START Record list

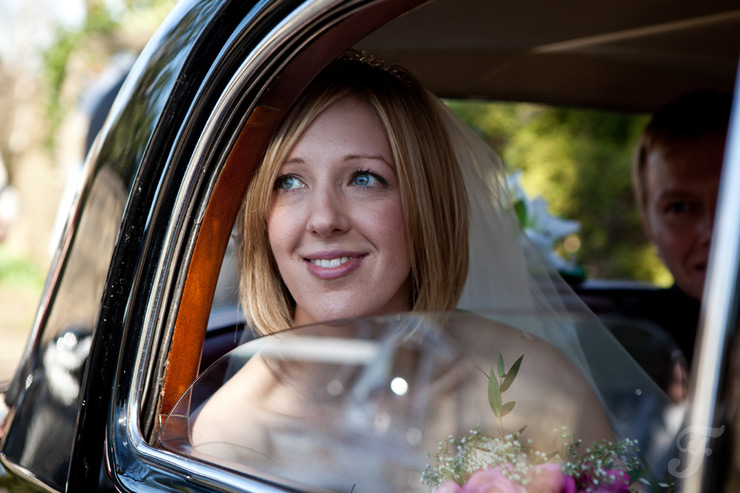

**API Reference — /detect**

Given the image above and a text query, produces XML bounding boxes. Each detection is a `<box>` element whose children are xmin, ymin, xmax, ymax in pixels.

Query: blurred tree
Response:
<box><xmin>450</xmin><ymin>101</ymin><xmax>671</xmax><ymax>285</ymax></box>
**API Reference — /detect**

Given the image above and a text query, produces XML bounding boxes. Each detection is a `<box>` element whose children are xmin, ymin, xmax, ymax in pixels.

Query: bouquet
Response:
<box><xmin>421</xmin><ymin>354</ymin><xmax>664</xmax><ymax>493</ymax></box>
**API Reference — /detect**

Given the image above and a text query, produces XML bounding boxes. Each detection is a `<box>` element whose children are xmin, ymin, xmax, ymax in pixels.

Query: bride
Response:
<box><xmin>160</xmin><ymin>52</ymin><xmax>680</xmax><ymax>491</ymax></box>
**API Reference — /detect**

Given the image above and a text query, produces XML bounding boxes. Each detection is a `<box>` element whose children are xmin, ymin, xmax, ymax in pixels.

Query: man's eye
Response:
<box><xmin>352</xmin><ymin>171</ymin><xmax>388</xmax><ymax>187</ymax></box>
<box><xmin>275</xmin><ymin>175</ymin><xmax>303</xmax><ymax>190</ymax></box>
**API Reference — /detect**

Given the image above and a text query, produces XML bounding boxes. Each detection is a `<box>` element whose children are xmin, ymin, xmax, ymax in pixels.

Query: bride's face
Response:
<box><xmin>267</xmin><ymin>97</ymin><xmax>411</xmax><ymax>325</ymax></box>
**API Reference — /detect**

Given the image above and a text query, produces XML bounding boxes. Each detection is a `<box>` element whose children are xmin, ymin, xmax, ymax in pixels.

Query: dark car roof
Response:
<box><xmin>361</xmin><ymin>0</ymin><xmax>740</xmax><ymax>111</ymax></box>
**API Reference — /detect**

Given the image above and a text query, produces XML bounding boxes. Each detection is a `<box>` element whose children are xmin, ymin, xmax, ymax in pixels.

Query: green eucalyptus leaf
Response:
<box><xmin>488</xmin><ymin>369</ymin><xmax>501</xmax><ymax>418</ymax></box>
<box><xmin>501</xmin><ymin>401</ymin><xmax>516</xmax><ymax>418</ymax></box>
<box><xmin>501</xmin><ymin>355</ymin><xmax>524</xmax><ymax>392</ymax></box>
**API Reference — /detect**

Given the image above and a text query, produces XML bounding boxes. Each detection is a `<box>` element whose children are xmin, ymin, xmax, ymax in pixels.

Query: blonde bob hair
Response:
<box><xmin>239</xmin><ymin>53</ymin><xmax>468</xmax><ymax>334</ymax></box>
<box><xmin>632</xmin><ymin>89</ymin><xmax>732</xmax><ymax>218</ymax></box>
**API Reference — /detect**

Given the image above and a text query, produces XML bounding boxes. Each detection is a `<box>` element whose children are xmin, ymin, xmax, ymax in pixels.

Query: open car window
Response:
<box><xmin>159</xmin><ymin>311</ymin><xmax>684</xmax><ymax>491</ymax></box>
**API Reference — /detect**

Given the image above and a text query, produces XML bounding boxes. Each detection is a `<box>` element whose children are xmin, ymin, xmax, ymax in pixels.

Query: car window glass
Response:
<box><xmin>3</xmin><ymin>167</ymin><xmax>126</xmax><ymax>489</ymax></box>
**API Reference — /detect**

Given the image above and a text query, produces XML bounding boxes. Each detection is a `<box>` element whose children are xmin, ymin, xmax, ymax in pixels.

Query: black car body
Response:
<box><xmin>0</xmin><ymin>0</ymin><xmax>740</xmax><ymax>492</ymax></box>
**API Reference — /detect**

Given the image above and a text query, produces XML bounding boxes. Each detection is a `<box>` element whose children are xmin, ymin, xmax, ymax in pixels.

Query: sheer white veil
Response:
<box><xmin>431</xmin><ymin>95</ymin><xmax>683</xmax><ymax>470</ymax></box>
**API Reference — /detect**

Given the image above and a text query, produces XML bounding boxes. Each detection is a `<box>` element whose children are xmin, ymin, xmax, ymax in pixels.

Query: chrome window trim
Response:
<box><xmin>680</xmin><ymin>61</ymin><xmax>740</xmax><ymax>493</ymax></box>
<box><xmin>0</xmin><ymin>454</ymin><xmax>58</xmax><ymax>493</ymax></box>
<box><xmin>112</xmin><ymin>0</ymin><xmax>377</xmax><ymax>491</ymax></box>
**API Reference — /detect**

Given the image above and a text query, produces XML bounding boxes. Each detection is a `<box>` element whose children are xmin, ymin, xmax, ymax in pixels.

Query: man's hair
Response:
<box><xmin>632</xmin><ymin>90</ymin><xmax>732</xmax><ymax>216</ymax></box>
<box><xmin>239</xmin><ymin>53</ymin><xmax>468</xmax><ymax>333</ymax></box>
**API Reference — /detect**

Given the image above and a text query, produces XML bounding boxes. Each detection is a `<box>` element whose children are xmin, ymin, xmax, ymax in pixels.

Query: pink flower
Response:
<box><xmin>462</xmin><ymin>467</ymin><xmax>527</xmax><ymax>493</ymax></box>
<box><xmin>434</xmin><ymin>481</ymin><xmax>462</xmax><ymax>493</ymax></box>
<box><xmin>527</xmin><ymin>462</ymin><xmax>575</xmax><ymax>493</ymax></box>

END Record list

** Task brief **
Write out all the records again, exactly, minus any pictures.

** Task output **
**API Reference — /detect**

Given the image above and a text query, produces XML bounding boxes. Each detection is a `<box>` element whose children are xmin, ymin, xmax, ymax in pixels.

Query: blurred tree
Response:
<box><xmin>450</xmin><ymin>101</ymin><xmax>671</xmax><ymax>285</ymax></box>
**API Reference — /detect**

Given the image above and a text query, produces XML bounding boxes. Each detection is a `<box>` element whose children are xmin, ymin, xmax, ymax in pixels.

Query: bouquet
Response:
<box><xmin>421</xmin><ymin>354</ymin><xmax>664</xmax><ymax>493</ymax></box>
**API Reference — /detect**

Given the image above and a text query, produces XML bounding boxes. Each detection is a `<box>` element whose children are xmin, ymin, xmax, ymax in pixels.

Query: bride
Response:
<box><xmin>160</xmin><ymin>52</ymin><xmax>680</xmax><ymax>491</ymax></box>
**API Reference — /detect**

Given the image above and a text query, produces XML bounding boxes. Each detection is a `<box>` element whose children are xmin, ymin, xmax, ymax in pixels.

Query: man's eye
Response:
<box><xmin>352</xmin><ymin>171</ymin><xmax>388</xmax><ymax>187</ymax></box>
<box><xmin>275</xmin><ymin>175</ymin><xmax>303</xmax><ymax>190</ymax></box>
**API Reference — /detect**

Given the image above and a text query, produces XML bounding boxes. Each detection is a `<box>` element whose children are xmin, ymin, xmax, ymax in pixels.

Query: bride's face
Response:
<box><xmin>267</xmin><ymin>97</ymin><xmax>411</xmax><ymax>325</ymax></box>
**API Reference — /detect**

Given the image above and a text query, produces XML bounding boxes. Each detection is a `<box>` element whose children are xmin, ymin, xmax, ymax in pixels.

Query: dark car roof
Response:
<box><xmin>361</xmin><ymin>0</ymin><xmax>740</xmax><ymax>111</ymax></box>
**API Reference — /detect**

Given the image above and a text query, produces XML bounding boxes. Each detection is a `<box>` element whose children are xmin, ymin, xmax, ymax in pixels.

Query: green eucalyptus leaf
Response:
<box><xmin>488</xmin><ymin>369</ymin><xmax>501</xmax><ymax>418</ymax></box>
<box><xmin>501</xmin><ymin>401</ymin><xmax>516</xmax><ymax>418</ymax></box>
<box><xmin>501</xmin><ymin>355</ymin><xmax>524</xmax><ymax>392</ymax></box>
**API Reference — /detect**

Given the image above and a text query, produces XML bounding boxes. Each detection is a `<box>` element whose children are xmin, ymin, xmax, ymax in pixels.

Query: blonde bob hair
Response:
<box><xmin>239</xmin><ymin>53</ymin><xmax>468</xmax><ymax>334</ymax></box>
<box><xmin>632</xmin><ymin>89</ymin><xmax>732</xmax><ymax>218</ymax></box>
**API Reference — /detect**

Given the image above and a text query, produces XML bounding boxes. Each detection is a `<box>` element whose children are xmin, ymin, xmax, ymax in pixels.

Query: open car window
Response:
<box><xmin>159</xmin><ymin>311</ymin><xmax>684</xmax><ymax>491</ymax></box>
**API Reference — /detect**

Given the image above and a text query, produces XML bounding boxes. Each detection is a `<box>` element whose children are xmin, ymin, xmax, ymax in pixels.

Query: car window glass
Response:
<box><xmin>3</xmin><ymin>167</ymin><xmax>126</xmax><ymax>489</ymax></box>
**API Reference — /detect**

Given the image above and a text query, produces XML bounding boxes. Each detection is a `<box>` element whose children are xmin, ymin, xmax, ymax in pixels.

Query: black car body
Response:
<box><xmin>0</xmin><ymin>0</ymin><xmax>740</xmax><ymax>492</ymax></box>
**API Reference — /detect**

Given the image above and a text query, produces XML bounding boxes. Each detection is a `<box>` element whose children are xmin, ymin, xmax, ymax in pixels.

Query: sheer white veil
Response:
<box><xmin>431</xmin><ymin>95</ymin><xmax>683</xmax><ymax>470</ymax></box>
**API Reference — /detect**

Given the image above and a text query, produces XML bounding boxes. Each detection is a `<box>` element whose children are xmin, ymin, xmax, ymax in pixels.

Query: chrome window trim
Response:
<box><xmin>680</xmin><ymin>61</ymin><xmax>740</xmax><ymax>493</ymax></box>
<box><xmin>0</xmin><ymin>454</ymin><xmax>58</xmax><ymax>493</ymax></box>
<box><xmin>112</xmin><ymin>0</ymin><xmax>377</xmax><ymax>491</ymax></box>
**API Reference — /detect**

Given the image above and a text query, produces XML bounding boxes. Each detection is a `<box>` element whose children are xmin, ymin, xmax, ymax in pixels.

Query: man's hair
Response:
<box><xmin>632</xmin><ymin>90</ymin><xmax>732</xmax><ymax>216</ymax></box>
<box><xmin>239</xmin><ymin>53</ymin><xmax>468</xmax><ymax>333</ymax></box>
**API Reference — /detect**

Given the image above and a text query, produces XML bounding boxes. Each detection is a `<box>` element whose children are xmin, ymin, xmax, ymax in pixels.

Query: pink flower
Response:
<box><xmin>462</xmin><ymin>467</ymin><xmax>527</xmax><ymax>493</ymax></box>
<box><xmin>434</xmin><ymin>481</ymin><xmax>462</xmax><ymax>493</ymax></box>
<box><xmin>527</xmin><ymin>462</ymin><xmax>575</xmax><ymax>493</ymax></box>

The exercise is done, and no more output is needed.